● **Stated goal 1**: Output the section of the tracing and profiling page below that opens with the words "Tracing & Profiling" and closes with "and observability companies.", copied character for character.

Tracing & Profiling
Production debugging requires deep observability skills. This module covers the essential tracing and profiling tools used at infrastructure and observability companies.
Prerequisites : Process fundamentals, system calls, basic eBPF
Interview Focus : perf, bpftrace, flame graphs, production debugging
Companies : This is THE differentiating skill for infra roles
Observability Stack Overview
┌─────────────────────────────────────────────────────────────────────┐
│ LINUX OBSERVABILITY TOOLS │
├─────────────────────────────────────────────────────────────────────┤
│ │
│ Application Level │
│ ┌─────────────────────────────────────────────────────────────────┐│
│ │ Logging (journald, syslog) │ Metrics (Prometheus, StatsD) ││
│ │ APM (Datadog, New Relic) │ Distributed Tracing (Jaeger) ││
│ └─────────────────────────────────────────────────────────────────┘│
│ │
│ System Call Interface │
│ ┌─────────────────────────────────────────────────────────────────┐│
│ │ strace, ltrace, perf trace ││
│ └─────────────────────────────────────────────────────────────────┘│
│ │
│ Kernel Tracing Infrastructure │
│ ┌─────────────────────────────────────────────────────────────────┐│
│ │ ││
│ │ ┌─────────────┐ ┌─────────────┐ ┌─────────────┐ ││
│ │ │ kprobes │ │ tracepoints │ │ USDT │ ││
│ │ │ (dynamic) │ │ (static) │ │ (user) │ ││
│ │ └──────┬──────┘ └──────┬──────┘ └──────┬──────┘ ││
│ │ │ │ │ ││
│ │ └────────────────┼────────────────┘ ││
│ │ ▼ ││
│ │ ┌─────────────────────────────────────────────────────────┐ ││
│ │ │ eBPF Runtime │ ││
│ │ │ (Verifier, JIT Compiler, Maps, Helpers) │ ││
│ │ └─────────────────────────────────────────────────────────┘ ││
│ │ │ ││
│ │ ┌───────────┬───────────┼───────────┬───────────┐ ││
│ │ ▼ ▼ ▼ ▼ ▼ ││
│ │ ┌─────┐ ┌─────┐ ┌─────────┐ ┌─────┐ ┌─────┐ ││
│ │ │perf │ │ftrace│ │bpftrace│ │ BCC │ │libbpf│ ││
│ │ └─────┘ └─────┘ └─────────┘ └─────┘ └─────┘ ││
│ │ ││
│ └─────────────────────────────────────────────────────────────────┘│
│ │
│ Hardware Performance Counters (PMU) │
│ ┌─────────────────────────────────────────────────────────────────┐│
│ │ CPU cycles, cache misses, branch mispredictions, IPC ││
│ └─────────────────────────────────────────────────────────────────┘│
│ │
└─────────────────────────────────────────────────────────────────────┘
perf - The Swiss Army Knife
Basic Usage
# Record CPU samples
perf record -g ./myapp
perf report
# Record specific events
perf record -e cycles,cache-misses -g ./myapp
# Profile running process
perf record -g -p $( pidof myapp ) -- sleep 30
# System-wide profiling
perf record -a -g -- sleep 10
perf stat - High-Level Stats
# Basic counters
perf stat ./myapp
# Example output:
# Performance counter stats for './myapp':
#
# 5,024.53 msec task-clock # 0.998 CPUs utilized
# 125 context-switches # 24.880/sec
# 5 cpu-migrations # 0.995/sec
# 15,432 page-faults # 3.071 K/sec
# 15,234,567,890 cycles # 3.032 GHz
# 12,345,678,901 instructions # 0.81 insn per cycle
# 987,654,321 branches # 196.602 M/sec
# 12,345,678 branch-misses # 1.25% of all branches
# Detailed counters
perf stat -d ./myapp # L1 cache stats
perf stat -dd ./myapp # L2 cache stats
perf stat -ddd ./myapp # L3 cache stats
# Specific events
perf list # List available events
perf stat -e 'cache-references,cache-misses,L1-dcache-loads,L1-dcache-load-misses' ./myapp
perf Sampling Modes
CPU Profiling
Off-CPU Analysis
Memory Profiling
# On-CPU time (default)

● **Entries shown**:

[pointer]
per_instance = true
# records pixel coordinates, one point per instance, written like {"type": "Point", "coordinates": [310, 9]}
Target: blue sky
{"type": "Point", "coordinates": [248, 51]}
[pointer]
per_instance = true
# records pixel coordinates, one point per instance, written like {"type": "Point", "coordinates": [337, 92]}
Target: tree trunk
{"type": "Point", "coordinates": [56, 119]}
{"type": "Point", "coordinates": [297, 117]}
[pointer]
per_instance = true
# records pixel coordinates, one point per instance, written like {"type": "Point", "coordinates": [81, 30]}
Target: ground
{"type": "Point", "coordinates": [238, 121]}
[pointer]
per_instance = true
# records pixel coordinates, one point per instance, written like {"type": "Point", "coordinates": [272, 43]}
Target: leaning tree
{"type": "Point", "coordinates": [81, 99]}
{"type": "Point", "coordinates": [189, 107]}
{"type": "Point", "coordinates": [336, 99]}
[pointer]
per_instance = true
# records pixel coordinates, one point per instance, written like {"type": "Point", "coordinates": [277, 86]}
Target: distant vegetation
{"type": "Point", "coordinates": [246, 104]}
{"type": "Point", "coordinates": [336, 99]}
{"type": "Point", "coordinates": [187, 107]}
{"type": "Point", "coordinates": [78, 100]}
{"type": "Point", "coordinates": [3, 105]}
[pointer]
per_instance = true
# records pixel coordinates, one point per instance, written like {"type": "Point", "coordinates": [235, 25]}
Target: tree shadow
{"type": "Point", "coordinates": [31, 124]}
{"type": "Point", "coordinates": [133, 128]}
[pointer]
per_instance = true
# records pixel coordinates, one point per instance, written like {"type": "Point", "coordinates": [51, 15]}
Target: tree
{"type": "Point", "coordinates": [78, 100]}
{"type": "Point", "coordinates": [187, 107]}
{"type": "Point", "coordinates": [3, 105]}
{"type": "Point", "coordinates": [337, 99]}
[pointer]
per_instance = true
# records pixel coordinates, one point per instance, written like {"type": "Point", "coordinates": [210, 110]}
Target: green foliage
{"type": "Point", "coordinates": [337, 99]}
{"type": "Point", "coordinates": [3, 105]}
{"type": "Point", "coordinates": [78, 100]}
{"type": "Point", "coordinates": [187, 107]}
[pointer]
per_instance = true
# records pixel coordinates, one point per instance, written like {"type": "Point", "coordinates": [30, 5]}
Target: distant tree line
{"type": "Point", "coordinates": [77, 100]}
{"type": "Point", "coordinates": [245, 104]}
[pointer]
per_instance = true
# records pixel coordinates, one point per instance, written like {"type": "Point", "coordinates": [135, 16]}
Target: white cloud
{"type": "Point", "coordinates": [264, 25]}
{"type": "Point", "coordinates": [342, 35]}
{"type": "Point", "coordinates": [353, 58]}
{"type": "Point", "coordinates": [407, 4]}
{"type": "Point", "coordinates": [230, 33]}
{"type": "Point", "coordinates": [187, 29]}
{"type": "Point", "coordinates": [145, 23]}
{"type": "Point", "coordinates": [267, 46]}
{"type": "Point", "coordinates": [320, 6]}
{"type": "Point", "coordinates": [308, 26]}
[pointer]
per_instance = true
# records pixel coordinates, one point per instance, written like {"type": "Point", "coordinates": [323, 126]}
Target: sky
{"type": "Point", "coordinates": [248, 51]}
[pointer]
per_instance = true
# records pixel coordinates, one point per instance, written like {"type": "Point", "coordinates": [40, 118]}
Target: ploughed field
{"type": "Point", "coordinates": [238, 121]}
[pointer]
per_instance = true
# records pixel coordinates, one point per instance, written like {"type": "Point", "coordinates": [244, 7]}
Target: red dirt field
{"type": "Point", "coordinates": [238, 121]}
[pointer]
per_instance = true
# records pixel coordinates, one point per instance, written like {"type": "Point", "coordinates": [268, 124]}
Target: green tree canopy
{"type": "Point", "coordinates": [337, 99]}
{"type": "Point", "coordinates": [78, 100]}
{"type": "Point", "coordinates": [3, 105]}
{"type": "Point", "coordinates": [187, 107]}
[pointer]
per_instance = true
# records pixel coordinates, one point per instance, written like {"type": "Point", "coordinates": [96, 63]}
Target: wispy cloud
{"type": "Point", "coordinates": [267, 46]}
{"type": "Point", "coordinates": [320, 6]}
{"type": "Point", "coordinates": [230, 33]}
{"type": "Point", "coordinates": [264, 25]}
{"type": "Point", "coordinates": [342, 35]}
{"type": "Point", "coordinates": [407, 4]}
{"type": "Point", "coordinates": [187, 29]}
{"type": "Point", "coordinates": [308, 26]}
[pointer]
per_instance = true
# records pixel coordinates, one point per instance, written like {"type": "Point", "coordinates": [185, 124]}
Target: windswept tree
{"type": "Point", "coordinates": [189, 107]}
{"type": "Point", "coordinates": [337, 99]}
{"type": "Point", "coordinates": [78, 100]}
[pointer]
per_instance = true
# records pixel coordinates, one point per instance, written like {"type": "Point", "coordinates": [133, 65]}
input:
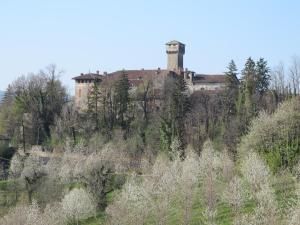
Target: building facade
{"type": "Point", "coordinates": [175, 51]}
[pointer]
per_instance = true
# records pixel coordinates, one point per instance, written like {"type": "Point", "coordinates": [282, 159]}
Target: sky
{"type": "Point", "coordinates": [107, 35]}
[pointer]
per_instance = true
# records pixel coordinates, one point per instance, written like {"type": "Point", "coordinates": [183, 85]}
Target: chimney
{"type": "Point", "coordinates": [185, 73]}
{"type": "Point", "coordinates": [158, 70]}
{"type": "Point", "coordinates": [191, 77]}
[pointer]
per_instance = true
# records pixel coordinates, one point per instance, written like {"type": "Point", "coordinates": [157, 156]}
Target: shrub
{"type": "Point", "coordinates": [78, 204]}
{"type": "Point", "coordinates": [276, 136]}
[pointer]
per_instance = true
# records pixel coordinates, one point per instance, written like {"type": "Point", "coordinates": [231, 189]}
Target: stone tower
{"type": "Point", "coordinates": [175, 51]}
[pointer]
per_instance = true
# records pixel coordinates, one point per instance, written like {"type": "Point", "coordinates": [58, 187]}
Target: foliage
{"type": "Point", "coordinates": [276, 136]}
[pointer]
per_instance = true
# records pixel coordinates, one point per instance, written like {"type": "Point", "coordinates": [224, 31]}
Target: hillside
{"type": "Point", "coordinates": [131, 158]}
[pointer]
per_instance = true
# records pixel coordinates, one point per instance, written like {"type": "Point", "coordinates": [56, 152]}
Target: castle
{"type": "Point", "coordinates": [175, 52]}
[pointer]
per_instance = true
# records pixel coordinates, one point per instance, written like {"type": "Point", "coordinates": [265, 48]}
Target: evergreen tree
{"type": "Point", "coordinates": [249, 87]}
{"type": "Point", "coordinates": [122, 99]}
{"type": "Point", "coordinates": [176, 105]}
{"type": "Point", "coordinates": [262, 76]}
{"type": "Point", "coordinates": [231, 91]}
{"type": "Point", "coordinates": [94, 103]}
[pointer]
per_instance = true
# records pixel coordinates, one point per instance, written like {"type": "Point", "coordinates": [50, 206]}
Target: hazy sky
{"type": "Point", "coordinates": [89, 35]}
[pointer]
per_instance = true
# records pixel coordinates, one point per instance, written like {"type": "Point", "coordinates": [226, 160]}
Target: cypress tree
{"type": "Point", "coordinates": [262, 76]}
{"type": "Point", "coordinates": [122, 98]}
{"type": "Point", "coordinates": [249, 87]}
{"type": "Point", "coordinates": [94, 103]}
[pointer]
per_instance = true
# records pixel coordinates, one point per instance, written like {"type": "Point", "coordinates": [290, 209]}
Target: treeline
{"type": "Point", "coordinates": [37, 110]}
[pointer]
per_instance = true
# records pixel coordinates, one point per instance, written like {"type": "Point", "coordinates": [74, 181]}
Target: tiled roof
{"type": "Point", "coordinates": [88, 76]}
{"type": "Point", "coordinates": [136, 77]}
{"type": "Point", "coordinates": [205, 78]}
{"type": "Point", "coordinates": [174, 42]}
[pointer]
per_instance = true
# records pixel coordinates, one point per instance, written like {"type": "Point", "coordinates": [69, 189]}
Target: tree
{"type": "Point", "coordinates": [122, 99]}
{"type": "Point", "coordinates": [175, 107]}
{"type": "Point", "coordinates": [295, 74]}
{"type": "Point", "coordinates": [94, 103]}
{"type": "Point", "coordinates": [262, 76]}
{"type": "Point", "coordinates": [42, 97]}
{"type": "Point", "coordinates": [249, 87]}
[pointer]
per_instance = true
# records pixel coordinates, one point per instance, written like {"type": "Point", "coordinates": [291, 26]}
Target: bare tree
{"type": "Point", "coordinates": [294, 72]}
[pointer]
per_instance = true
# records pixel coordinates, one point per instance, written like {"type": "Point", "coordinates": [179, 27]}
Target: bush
{"type": "Point", "coordinates": [77, 205]}
{"type": "Point", "coordinates": [276, 136]}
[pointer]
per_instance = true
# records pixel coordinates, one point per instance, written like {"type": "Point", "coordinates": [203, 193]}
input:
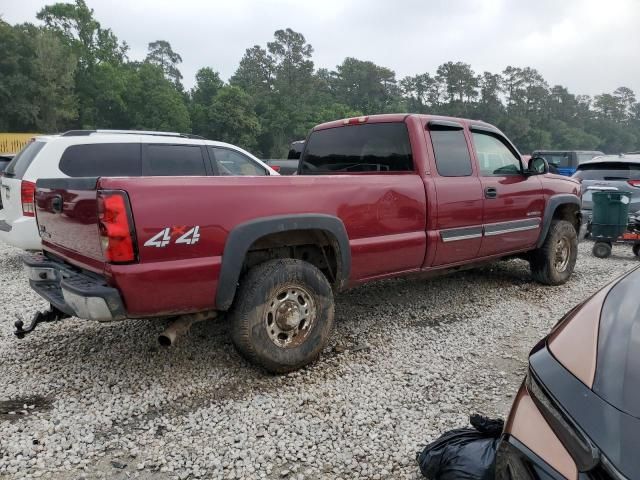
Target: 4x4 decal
{"type": "Point", "coordinates": [184, 236]}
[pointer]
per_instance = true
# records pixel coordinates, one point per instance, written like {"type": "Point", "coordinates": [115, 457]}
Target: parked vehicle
{"type": "Point", "coordinates": [5, 159]}
{"type": "Point", "coordinates": [290, 165]}
{"type": "Point", "coordinates": [610, 172]}
{"type": "Point", "coordinates": [565, 162]}
{"type": "Point", "coordinates": [376, 197]}
{"type": "Point", "coordinates": [86, 153]}
{"type": "Point", "coordinates": [577, 414]}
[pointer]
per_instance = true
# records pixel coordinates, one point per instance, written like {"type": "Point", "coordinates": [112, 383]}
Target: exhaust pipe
{"type": "Point", "coordinates": [181, 325]}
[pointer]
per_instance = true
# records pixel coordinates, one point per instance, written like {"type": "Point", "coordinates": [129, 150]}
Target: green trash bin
{"type": "Point", "coordinates": [610, 214]}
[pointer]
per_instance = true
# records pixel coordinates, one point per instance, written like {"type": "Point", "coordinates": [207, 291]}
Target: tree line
{"type": "Point", "coordinates": [70, 72]}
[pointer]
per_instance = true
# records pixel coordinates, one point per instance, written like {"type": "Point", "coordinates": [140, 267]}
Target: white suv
{"type": "Point", "coordinates": [109, 153]}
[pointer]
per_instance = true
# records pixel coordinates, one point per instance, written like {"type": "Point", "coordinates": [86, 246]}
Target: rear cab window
{"type": "Point", "coordinates": [451, 150]}
{"type": "Point", "coordinates": [364, 148]}
{"type": "Point", "coordinates": [495, 158]}
{"type": "Point", "coordinates": [21, 162]}
{"type": "Point", "coordinates": [102, 160]}
{"type": "Point", "coordinates": [232, 162]}
{"type": "Point", "coordinates": [608, 171]}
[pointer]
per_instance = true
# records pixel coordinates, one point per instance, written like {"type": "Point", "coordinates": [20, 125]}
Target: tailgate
{"type": "Point", "coordinates": [67, 215]}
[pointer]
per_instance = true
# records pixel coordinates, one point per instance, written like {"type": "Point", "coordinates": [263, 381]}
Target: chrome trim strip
{"type": "Point", "coordinates": [461, 237]}
{"type": "Point", "coordinates": [510, 230]}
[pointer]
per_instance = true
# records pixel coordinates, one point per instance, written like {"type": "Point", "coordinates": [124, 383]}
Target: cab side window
{"type": "Point", "coordinates": [451, 151]}
{"type": "Point", "coordinates": [231, 162]}
{"type": "Point", "coordinates": [494, 157]}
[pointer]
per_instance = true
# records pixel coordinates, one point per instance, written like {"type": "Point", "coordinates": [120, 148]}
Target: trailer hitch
{"type": "Point", "coordinates": [50, 315]}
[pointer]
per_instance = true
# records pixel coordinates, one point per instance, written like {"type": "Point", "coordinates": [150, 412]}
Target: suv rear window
{"type": "Point", "coordinates": [375, 147]}
{"type": "Point", "coordinates": [102, 160]}
{"type": "Point", "coordinates": [20, 163]}
{"type": "Point", "coordinates": [608, 171]}
{"type": "Point", "coordinates": [174, 160]}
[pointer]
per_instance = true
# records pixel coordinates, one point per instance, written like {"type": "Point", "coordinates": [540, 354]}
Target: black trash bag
{"type": "Point", "coordinates": [463, 453]}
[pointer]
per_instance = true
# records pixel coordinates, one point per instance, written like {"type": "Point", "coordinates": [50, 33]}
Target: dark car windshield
{"type": "Point", "coordinates": [608, 171]}
{"type": "Point", "coordinates": [376, 147]}
{"type": "Point", "coordinates": [617, 377]}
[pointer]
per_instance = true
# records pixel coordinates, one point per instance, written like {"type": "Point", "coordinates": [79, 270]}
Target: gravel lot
{"type": "Point", "coordinates": [409, 359]}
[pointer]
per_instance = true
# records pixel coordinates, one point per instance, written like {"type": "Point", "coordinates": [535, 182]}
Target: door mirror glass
{"type": "Point", "coordinates": [538, 166]}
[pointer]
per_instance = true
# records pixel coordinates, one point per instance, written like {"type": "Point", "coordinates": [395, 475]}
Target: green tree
{"type": "Point", "coordinates": [93, 46]}
{"type": "Point", "coordinates": [232, 118]}
{"type": "Point", "coordinates": [153, 103]}
{"type": "Point", "coordinates": [365, 86]}
{"type": "Point", "coordinates": [53, 69]}
{"type": "Point", "coordinates": [161, 54]}
{"type": "Point", "coordinates": [208, 83]}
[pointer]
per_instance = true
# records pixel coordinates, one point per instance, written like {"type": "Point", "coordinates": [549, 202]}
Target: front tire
{"type": "Point", "coordinates": [283, 315]}
{"type": "Point", "coordinates": [554, 262]}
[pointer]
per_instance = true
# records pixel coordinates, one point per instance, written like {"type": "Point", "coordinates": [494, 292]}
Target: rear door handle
{"type": "Point", "coordinates": [490, 192]}
{"type": "Point", "coordinates": [56, 204]}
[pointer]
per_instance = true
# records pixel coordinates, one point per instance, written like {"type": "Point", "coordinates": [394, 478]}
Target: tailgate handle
{"type": "Point", "coordinates": [56, 204]}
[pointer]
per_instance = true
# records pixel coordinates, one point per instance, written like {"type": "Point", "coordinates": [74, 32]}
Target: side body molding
{"type": "Point", "coordinates": [552, 203]}
{"type": "Point", "coordinates": [244, 235]}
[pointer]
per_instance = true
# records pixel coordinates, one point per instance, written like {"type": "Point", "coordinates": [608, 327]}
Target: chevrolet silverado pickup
{"type": "Point", "coordinates": [375, 197]}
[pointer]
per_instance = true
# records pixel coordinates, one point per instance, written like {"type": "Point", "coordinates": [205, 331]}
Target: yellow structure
{"type": "Point", "coordinates": [14, 142]}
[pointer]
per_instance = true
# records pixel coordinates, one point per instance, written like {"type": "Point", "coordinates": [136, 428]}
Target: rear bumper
{"type": "Point", "coordinates": [74, 293]}
{"type": "Point", "coordinates": [22, 233]}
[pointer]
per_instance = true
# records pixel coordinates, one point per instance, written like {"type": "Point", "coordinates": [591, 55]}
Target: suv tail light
{"type": "Point", "coordinates": [117, 235]}
{"type": "Point", "coordinates": [27, 195]}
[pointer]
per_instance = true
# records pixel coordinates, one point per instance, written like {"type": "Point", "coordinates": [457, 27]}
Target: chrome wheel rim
{"type": "Point", "coordinates": [563, 254]}
{"type": "Point", "coordinates": [290, 316]}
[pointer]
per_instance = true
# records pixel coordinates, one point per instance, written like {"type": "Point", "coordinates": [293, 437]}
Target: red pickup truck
{"type": "Point", "coordinates": [375, 197]}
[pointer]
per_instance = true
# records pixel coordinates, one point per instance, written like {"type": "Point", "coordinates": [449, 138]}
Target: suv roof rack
{"type": "Point", "coordinates": [82, 133]}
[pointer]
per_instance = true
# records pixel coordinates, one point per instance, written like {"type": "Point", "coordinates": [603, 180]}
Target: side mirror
{"type": "Point", "coordinates": [537, 166]}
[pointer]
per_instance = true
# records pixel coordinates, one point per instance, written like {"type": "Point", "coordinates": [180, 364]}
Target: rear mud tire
{"type": "Point", "coordinates": [259, 332]}
{"type": "Point", "coordinates": [553, 263]}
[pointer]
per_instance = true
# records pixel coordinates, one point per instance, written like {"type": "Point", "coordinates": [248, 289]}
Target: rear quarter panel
{"type": "Point", "coordinates": [384, 216]}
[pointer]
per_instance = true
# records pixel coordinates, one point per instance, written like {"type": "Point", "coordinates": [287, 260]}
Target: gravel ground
{"type": "Point", "coordinates": [410, 358]}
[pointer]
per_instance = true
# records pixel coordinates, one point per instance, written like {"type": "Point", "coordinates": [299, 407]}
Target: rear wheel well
{"type": "Point", "coordinates": [569, 212]}
{"type": "Point", "coordinates": [317, 247]}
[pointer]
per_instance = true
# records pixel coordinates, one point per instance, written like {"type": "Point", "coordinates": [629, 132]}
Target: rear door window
{"type": "Point", "coordinates": [102, 160]}
{"type": "Point", "coordinates": [231, 162]}
{"type": "Point", "coordinates": [20, 163]}
{"type": "Point", "coordinates": [451, 151]}
{"type": "Point", "coordinates": [608, 171]}
{"type": "Point", "coordinates": [174, 160]}
{"type": "Point", "coordinates": [375, 147]}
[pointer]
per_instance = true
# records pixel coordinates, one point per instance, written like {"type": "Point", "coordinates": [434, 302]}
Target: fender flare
{"type": "Point", "coordinates": [552, 204]}
{"type": "Point", "coordinates": [244, 235]}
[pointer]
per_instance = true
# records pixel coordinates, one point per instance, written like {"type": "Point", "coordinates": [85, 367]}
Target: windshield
{"type": "Point", "coordinates": [376, 147]}
{"type": "Point", "coordinates": [20, 163]}
{"type": "Point", "coordinates": [608, 171]}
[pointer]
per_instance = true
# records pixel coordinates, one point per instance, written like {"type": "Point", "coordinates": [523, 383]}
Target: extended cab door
{"type": "Point", "coordinates": [513, 201]}
{"type": "Point", "coordinates": [459, 199]}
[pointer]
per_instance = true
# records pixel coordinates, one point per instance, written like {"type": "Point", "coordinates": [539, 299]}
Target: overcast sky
{"type": "Point", "coordinates": [590, 46]}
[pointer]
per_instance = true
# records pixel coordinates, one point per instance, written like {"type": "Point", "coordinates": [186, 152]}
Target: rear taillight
{"type": "Point", "coordinates": [117, 235]}
{"type": "Point", "coordinates": [27, 195]}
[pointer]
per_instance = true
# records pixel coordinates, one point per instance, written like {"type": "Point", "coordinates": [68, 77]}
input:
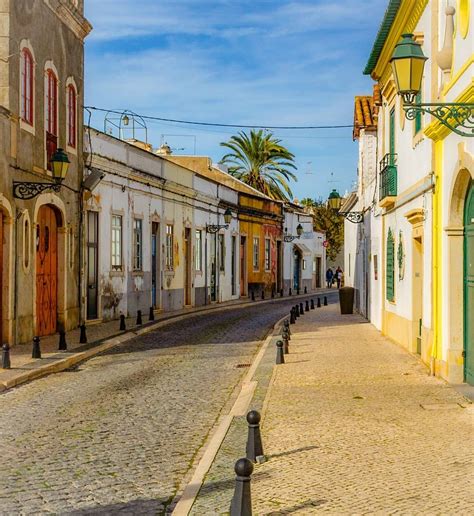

● **Stated goal 2**: Tally the lines of the records above that contain the string "roof", and give only that number.

● **Finished answer 1**:
Tracing & Profiling
Production debugging requires deep observability skills. This module covers the essential tracing and profiling tools used at infrastructure and observability companies.

● **Finished answer 2**: 2